* [Instructions for the task]: Retype every line of the items below without changing a single character.
# # # # #
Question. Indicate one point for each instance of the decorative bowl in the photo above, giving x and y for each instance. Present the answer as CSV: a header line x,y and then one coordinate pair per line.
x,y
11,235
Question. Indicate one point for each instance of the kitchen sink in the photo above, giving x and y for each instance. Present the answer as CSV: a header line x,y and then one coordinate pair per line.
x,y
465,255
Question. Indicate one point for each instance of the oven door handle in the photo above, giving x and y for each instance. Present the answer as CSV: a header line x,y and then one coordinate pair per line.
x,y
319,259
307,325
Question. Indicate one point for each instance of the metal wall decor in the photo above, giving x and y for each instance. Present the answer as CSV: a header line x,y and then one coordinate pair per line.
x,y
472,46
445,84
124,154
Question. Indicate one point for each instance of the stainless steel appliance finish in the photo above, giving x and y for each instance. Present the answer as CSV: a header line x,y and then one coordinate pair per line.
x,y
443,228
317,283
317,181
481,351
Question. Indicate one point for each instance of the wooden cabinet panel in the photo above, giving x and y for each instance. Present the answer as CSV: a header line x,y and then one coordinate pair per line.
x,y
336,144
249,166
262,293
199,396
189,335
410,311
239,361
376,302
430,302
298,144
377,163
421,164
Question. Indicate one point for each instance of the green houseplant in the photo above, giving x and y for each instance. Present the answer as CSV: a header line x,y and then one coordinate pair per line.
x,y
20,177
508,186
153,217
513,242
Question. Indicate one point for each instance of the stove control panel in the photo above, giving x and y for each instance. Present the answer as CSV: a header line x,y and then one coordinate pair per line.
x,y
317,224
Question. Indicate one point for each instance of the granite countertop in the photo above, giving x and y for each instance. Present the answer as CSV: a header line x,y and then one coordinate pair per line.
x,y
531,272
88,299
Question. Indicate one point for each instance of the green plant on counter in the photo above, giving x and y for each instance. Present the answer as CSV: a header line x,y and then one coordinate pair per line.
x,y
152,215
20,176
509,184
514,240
# # # # #
* [Response below]:
Question. Indicate one point for each instance of the decorative bowl in the photo above, giving x and y for each instance. Present the answer as CSV: a header line x,y and then one coordinate pair per line.
x,y
11,235
Question. Indicate one point for each instance of the kitchen sink in the photo above, giving x and y for each instance. Present the answer as CSV: a header line x,y and then one coordinate pair per line.
x,y
465,255
Question. Indicate one point for each instance of the oven door handle in the photo above, giving x and y for each instance. Present the answer as CSV: a header line x,y and then one coordinate pair per line.
x,y
319,259
307,325
Question. Indicate one point for each instance of the metal wall decor in the photo above, giving x and y for each instance. Present the answer as CSV: a header line x,y and then one coordinate pair per line.
x,y
472,46
445,84
124,154
Question. Indicate one point for each instance of the stainless steel appliance finish in the photo above, giving x and y for each instance. Present the answer as CSV: a header line x,y and then one coordinate pair per line.
x,y
443,228
317,283
317,181
481,351
Question. Indicate one point for each instance of the wooden cabinet panel in the photo above, giving x and y for each instance. Present the answer as CSV: a header line x,y and then one coordinate pair per line.
x,y
336,144
249,166
262,293
199,396
189,335
410,311
239,361
376,302
430,302
298,144
377,163
421,164
Question. Indicate one point for each instance of the green houseplant in the photo above, giving x and y for each instance. Present the answer as CSV: a header line x,y and then one coordinate pair per line.
x,y
20,177
508,186
153,217
513,242
Question. Indicate one point for each instance of the stove control panel in the photo above, giving x and y for each instance. Present the answer as CSV: a header line x,y and then one coordinate pair per line.
x,y
317,224
Question. Indicate one point for each instance of the granite countertop in the photo above, giving x and y for each instance. Present the answer as CSV: a header line x,y and then one coordinate pair per line.
x,y
531,272
88,299
Question. Indicate one point for each instance of the green plant on counter in the photo above, giving x and y for each instance. Present the answer as CSV: a header line x,y and then one coordinate pair per line.
x,y
152,215
20,176
509,184
514,240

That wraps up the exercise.